ЗАДАНИЕ 1: Выпиши все строки ниже, в которых встречается слово «tall».

Надо сказать, что наша школа, хоть и была простой, но в ней обучалось много иностранцев из разных стран. Это были дети дипломатов, которые жили в доме, где располагалось Транспортное агентство. Они хотели, чтобы их изучили русский язык, что называется с полным погружением. У нас учился, правда младше нас, сын знаменитого миллионера и собирателя ценностей и произведений искусства, а заодно глава информационного агентства «Рейтер» в Москве господин Кастаки. Его сына звали Сашкой. Он говорил без всякого акцента, употребляя в большом количестве самые яркие идиоматические выражения русского языка, курил с нами в туалете и пил портвейн из горла.
Мы решили, что наша группа готова выступить с первым концертом на новогоднем вечере. Директриса разрешила нам это, но только после прослушивания. В определенный день, назначенный Ириной Сергеевной, мы пришли в зал, наладили аппаратуру. Скоро пришла директриса и еще несколько учителей. Наша компания заиграли и заиграли очень даже неплохо. Солист группы Витя Агаджанянс, которого все звали просто Агаджа, стал петь «Вот цветет калина в поле у ручья» на мотив песни «Beatles» “Things we said today”. На сцену вышла очень красивая венгерка, которая училась вместе с другими иностранцами в нашей школе, Анна Немет и стала подпевать с небольшим акцентом, что придавало определенный шарм. Эти слова удивительно подходили под эту музыку, и получилось, что вот вроде бы музыка Beatles, а слова наши, родные.
Потом венгерка выступила соло с несколькими песнями, и, тем самым, вызвала много споров. Она вся отдавалась песне и двигалась, как это принято у них, т.е. так как это было не принято на нашей эстраде. Но, с другой стороны, она была дочерью видного дипломата, и учителя к нашему общему удовольствию решили, что пусть ее поет как ей удобно.
Особенно здорово у нас получалась песня What Did I Say в дуэте с венгеркой. Это была наша атомная бомба, и мы не торопились взорвать ее раньше времени, поэтому на прослушивании мы не стали ее исполнять. Было еще несколько песен в запасе, которые тоже оставались в секрете от наших учителей.

ЗАДАНИЕ 2: Напиши продолжение рассказа о школьной группе и ее первом концерте, начиная сразу после последней фразы.

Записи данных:

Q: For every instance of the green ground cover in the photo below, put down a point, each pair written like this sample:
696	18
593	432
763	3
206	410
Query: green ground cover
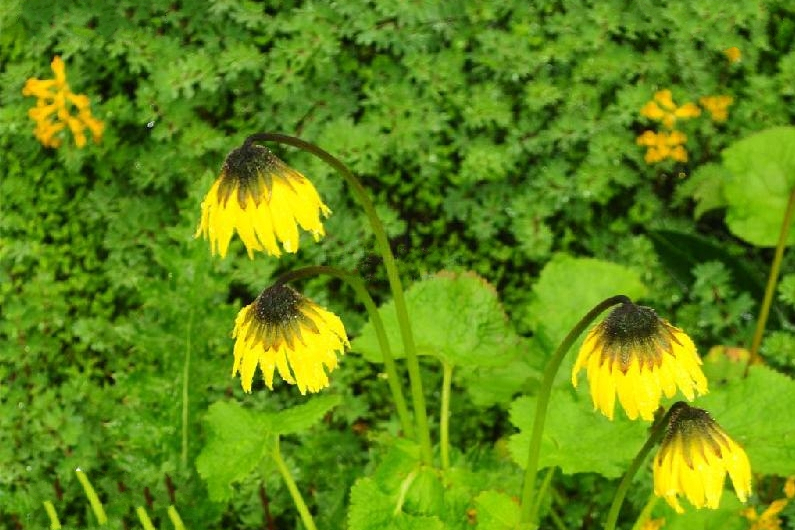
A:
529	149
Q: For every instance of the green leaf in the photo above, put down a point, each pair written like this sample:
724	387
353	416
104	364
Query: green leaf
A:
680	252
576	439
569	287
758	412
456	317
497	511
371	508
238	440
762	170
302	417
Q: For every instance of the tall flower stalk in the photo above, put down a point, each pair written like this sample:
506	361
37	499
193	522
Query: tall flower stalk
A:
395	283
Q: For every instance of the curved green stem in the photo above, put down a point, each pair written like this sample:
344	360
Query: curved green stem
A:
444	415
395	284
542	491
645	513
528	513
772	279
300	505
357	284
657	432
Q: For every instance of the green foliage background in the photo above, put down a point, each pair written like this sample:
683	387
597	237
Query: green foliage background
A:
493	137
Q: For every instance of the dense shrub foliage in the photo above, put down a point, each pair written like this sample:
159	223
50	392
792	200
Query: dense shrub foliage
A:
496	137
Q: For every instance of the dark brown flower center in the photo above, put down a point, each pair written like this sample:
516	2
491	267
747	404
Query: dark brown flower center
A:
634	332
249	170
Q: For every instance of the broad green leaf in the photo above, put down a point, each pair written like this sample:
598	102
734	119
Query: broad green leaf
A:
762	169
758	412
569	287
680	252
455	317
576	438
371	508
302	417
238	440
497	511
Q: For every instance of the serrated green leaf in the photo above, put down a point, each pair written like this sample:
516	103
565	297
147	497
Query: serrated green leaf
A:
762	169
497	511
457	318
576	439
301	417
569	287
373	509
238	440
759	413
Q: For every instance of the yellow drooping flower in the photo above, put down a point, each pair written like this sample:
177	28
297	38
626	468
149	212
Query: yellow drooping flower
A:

ОТВЕТ 1:
Q: For every instance of the tall flower stalk in the photo above, put down a point, each pair written like this sample:
Query: tall flower stalk

ОТВЕТ 2:
Главным итогом этого прослушивания было то, что директриса разрешила выступление группы на школьной сцене на новогоднем вечере. Это была ее ошибка. Этого события ждали все старшеклассники. Одеться мы решили тоже соответственно, как Beatles без воротников. Возможности наши были очень ограниченны, поэтому мы попросили наших мам отрезать воротники у пиджаков костюмов, а, если костюма не было, то у форменного пиджака. Брюки, конечно, «клеш». Все тогда мерялись, у кого клеш шире. Когда мы надели пиджаки с отрезанными воротниками и брюки клеш, то издалека, вроде, и смотрелись неплохо.
По обыкновению, мы решили купить немного портвешка «для храбрости». Купили с запасом, чтобы потом отметить такое событие. Вечер уже начался. Кто-то там что-то говорил, рассказывал, потом сделали перерыв. Николай Семенович пришел к нам и сказал, что после перерыва будет выступать наша группа. Мы уже выпили по полстаканчика, чтобы не очень стесняться. Потом вышли на сцену. Занавес был пока закрыт. Мы подсоединили гитары. Агаджа стал подстраивать струны. Выглядело все очень солидно. Зал гудел в ожидании большого события. И они не ошиблись.
Занавес раздвинулся, и Агаджа стал петь сначала Girl, потом в несколько более быстром, чем на прослушивании, темпе про Калину. Во время этой песни на сцену вышла Анна Немет в супермодном джинсовом костюме и продолжала петь эту же песню, но в оригинальном английском варианте. Зал гудел от восторга. Агаджа старался еще больше. После этого венгерка стала петь одна очень хорошо несколько битловских песен, Агаджа сразу подобрал сопровождение, а бас, пропущенный через большие колонки, просто был замечательным. Венгерка двигалась соответственно музыке, и зал стал танцевать, да так здорово, что директриса Ирина Сергеевна просто на могла узнать свою школу, поэтому очень озадачилась, ведь в зале было много иностранцев.
После этого Агаджа решил спеть What Did I Say дуэтом с Анной. Настало время взорвать нашу атомную бомбу. И они запели. Это уже был настоящий рок-н-ролл со знаменитым соло на электрогитаре. Это было олицетворение западной культуры и пропаганда западного искусства. Директриса стала краснеть. Ведь, если активно вмешаться, то можно и на международный скандал нарваться. Эти факторы мы тоже учли и чувствовали себя прекрасно. Народу нравилась наша игра, и, можно считать, дебют удался. Эта песня и задумана была для нескольких исполнителей, потому что состояла из вопросов и ответов на музыку, и получилось все даже лучше, чем было задумано. Когда Агаджа в микрофон кричал «Хей», зал хором тоже отвечал ему «Хей».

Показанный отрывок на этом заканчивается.